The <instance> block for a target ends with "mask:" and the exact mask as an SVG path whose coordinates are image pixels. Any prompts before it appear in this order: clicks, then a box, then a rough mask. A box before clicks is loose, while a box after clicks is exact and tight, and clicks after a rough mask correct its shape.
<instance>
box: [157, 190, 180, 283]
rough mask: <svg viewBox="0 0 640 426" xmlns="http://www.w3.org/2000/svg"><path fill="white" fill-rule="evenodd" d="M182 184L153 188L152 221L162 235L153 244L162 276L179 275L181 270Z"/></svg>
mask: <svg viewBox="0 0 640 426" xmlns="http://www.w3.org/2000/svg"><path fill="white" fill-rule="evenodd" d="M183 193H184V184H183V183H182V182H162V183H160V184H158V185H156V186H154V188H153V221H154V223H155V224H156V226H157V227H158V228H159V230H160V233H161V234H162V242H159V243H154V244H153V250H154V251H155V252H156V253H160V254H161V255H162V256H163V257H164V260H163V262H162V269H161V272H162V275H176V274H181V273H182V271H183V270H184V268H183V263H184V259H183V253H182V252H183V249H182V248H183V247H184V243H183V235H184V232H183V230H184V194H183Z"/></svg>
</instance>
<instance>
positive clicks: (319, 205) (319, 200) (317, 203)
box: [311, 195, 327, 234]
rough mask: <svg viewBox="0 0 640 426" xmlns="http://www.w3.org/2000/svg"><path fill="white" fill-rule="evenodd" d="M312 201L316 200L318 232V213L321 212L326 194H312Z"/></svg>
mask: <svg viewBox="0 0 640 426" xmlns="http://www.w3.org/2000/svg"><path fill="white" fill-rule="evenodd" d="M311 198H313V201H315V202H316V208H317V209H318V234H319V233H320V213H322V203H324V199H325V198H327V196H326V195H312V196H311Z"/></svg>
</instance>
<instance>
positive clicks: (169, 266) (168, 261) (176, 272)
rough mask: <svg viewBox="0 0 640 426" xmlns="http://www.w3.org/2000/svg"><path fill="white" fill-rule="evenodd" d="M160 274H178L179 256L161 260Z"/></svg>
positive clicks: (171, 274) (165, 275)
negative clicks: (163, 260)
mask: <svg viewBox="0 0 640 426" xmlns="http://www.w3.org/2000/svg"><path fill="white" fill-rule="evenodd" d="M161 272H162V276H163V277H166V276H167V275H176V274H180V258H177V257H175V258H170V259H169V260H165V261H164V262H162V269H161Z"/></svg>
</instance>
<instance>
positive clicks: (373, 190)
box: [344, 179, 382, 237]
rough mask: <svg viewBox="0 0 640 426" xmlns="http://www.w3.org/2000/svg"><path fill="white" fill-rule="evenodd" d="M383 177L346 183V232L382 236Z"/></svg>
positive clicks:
────────────────
**Problem to work on:**
Lines that contain "positive" are to be copied from the records above.

**Response to this exercise:**
positive clicks: (319, 205) (319, 200) (317, 203)
positive clicks: (169, 266) (168, 261) (176, 272)
positive clicks: (171, 274) (165, 275)
positive clicks: (373, 190)
positive clicks:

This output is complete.